— START Supplied data —

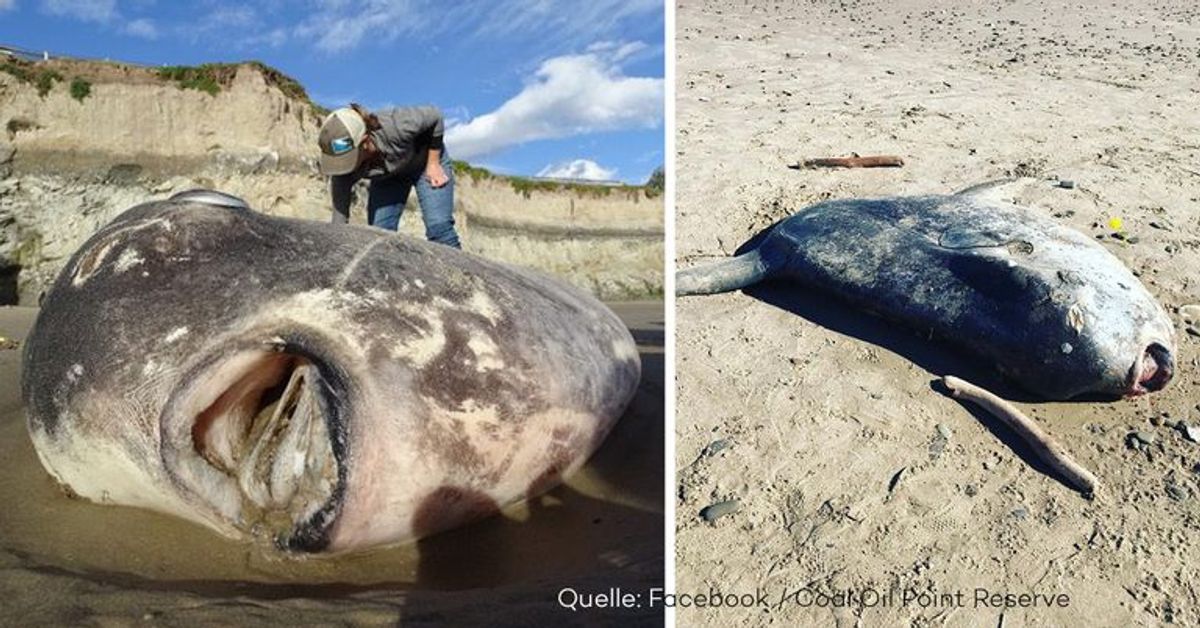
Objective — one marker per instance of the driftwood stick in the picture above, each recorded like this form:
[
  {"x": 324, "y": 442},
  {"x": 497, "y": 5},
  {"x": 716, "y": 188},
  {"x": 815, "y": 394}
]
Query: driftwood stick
[
  {"x": 871, "y": 161},
  {"x": 1043, "y": 446}
]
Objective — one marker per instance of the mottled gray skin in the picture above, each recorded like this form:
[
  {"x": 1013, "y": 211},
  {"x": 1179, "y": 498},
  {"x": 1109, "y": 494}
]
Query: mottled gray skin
[
  {"x": 429, "y": 387},
  {"x": 1049, "y": 306}
]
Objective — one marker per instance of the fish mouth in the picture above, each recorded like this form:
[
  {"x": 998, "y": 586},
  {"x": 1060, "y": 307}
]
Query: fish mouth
[
  {"x": 1152, "y": 370},
  {"x": 259, "y": 435}
]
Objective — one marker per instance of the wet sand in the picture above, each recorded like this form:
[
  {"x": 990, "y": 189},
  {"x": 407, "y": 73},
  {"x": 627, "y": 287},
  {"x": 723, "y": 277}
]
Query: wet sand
[
  {"x": 71, "y": 562},
  {"x": 852, "y": 472}
]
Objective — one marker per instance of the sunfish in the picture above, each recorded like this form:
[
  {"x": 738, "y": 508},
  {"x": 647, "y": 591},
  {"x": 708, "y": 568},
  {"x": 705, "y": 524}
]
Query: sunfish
[
  {"x": 1054, "y": 310},
  {"x": 323, "y": 387}
]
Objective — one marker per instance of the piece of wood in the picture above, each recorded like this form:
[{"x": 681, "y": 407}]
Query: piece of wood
[
  {"x": 870, "y": 161},
  {"x": 1043, "y": 446}
]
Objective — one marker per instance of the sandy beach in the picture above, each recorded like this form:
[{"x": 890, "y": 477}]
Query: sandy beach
[
  {"x": 67, "y": 562},
  {"x": 850, "y": 471}
]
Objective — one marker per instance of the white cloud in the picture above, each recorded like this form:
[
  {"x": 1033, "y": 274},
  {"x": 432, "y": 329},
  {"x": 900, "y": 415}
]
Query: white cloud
[
  {"x": 579, "y": 169},
  {"x": 83, "y": 10},
  {"x": 142, "y": 28},
  {"x": 569, "y": 96}
]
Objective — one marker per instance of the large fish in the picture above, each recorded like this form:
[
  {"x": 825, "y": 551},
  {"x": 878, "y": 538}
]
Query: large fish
[
  {"x": 324, "y": 387},
  {"x": 1049, "y": 306}
]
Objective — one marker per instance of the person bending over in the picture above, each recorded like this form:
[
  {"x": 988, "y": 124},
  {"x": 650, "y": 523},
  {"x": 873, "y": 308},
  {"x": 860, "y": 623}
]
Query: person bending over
[{"x": 396, "y": 150}]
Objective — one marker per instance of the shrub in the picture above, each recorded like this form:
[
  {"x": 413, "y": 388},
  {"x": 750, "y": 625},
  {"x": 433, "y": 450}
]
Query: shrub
[{"x": 79, "y": 89}]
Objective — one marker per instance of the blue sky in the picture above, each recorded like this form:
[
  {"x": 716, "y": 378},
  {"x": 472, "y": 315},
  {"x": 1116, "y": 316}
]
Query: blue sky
[{"x": 528, "y": 87}]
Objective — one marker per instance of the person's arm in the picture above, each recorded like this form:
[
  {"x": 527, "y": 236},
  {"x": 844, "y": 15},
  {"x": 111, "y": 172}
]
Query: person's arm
[
  {"x": 340, "y": 192},
  {"x": 433, "y": 168},
  {"x": 435, "y": 125}
]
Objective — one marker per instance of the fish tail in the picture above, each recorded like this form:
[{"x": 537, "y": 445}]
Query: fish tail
[{"x": 723, "y": 276}]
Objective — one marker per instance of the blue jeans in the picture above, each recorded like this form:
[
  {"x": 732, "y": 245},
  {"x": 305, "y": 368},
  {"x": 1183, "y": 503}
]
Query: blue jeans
[{"x": 387, "y": 198}]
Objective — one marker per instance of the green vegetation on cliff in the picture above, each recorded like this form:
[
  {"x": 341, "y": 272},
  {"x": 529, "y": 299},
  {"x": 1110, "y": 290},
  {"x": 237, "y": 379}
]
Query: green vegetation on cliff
[
  {"x": 211, "y": 78},
  {"x": 527, "y": 186},
  {"x": 28, "y": 72}
]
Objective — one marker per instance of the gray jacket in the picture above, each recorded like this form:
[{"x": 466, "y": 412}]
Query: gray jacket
[{"x": 406, "y": 136}]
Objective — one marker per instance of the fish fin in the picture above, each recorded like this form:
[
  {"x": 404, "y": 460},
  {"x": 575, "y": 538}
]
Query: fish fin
[
  {"x": 730, "y": 274},
  {"x": 985, "y": 187}
]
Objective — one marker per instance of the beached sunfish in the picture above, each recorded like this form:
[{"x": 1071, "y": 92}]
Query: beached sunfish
[
  {"x": 324, "y": 387},
  {"x": 1054, "y": 310}
]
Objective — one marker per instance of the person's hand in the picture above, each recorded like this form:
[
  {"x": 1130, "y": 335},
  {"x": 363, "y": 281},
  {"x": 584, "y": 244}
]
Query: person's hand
[{"x": 436, "y": 174}]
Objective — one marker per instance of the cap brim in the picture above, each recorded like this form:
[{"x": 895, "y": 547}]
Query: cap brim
[{"x": 345, "y": 163}]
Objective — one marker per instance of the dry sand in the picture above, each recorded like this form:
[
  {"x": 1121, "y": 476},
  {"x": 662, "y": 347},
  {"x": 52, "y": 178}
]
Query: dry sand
[
  {"x": 822, "y": 408},
  {"x": 69, "y": 562}
]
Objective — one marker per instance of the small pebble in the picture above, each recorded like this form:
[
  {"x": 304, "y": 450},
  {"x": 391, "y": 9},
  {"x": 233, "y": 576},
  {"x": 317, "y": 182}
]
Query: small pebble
[
  {"x": 720, "y": 509},
  {"x": 895, "y": 479},
  {"x": 717, "y": 447},
  {"x": 1139, "y": 438}
]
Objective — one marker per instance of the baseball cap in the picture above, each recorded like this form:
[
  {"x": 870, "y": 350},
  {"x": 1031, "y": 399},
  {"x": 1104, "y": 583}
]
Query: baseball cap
[{"x": 341, "y": 135}]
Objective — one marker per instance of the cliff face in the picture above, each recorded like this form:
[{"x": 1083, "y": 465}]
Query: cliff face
[{"x": 70, "y": 163}]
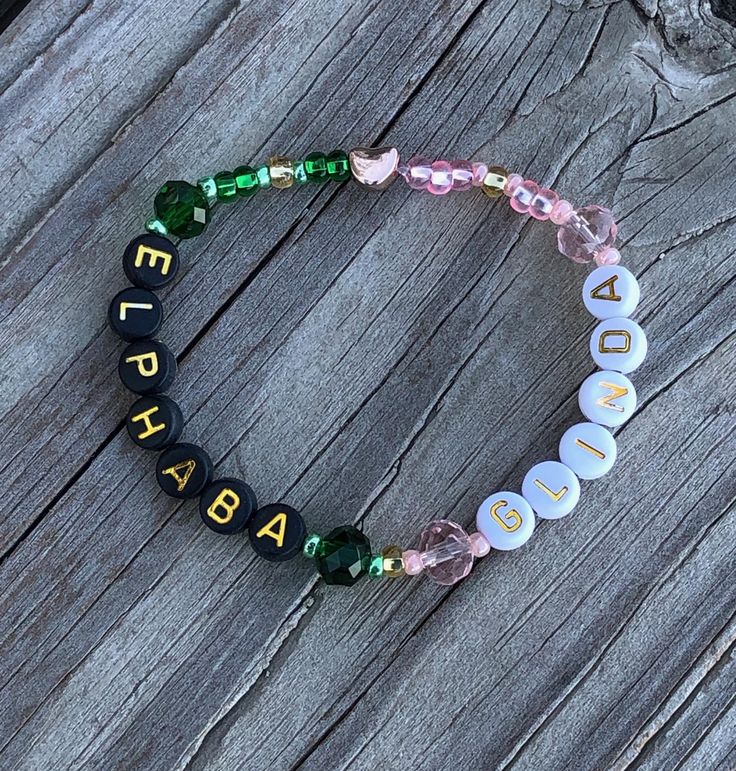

— END Supplied data —

▶ [Stated task] Rename "cliff face" to "rock wall" in everything from the line containing "Objective — one marker per instance of the cliff" down to the end of the rows, and return those lines without the pictures.

▶ [Expected answer]
Objective — one marker per instance of the rock wall in the picture above, each recorded like this form:
[{"x": 1083, "y": 465}]
Query: rock wall
[{"x": 70, "y": 163}]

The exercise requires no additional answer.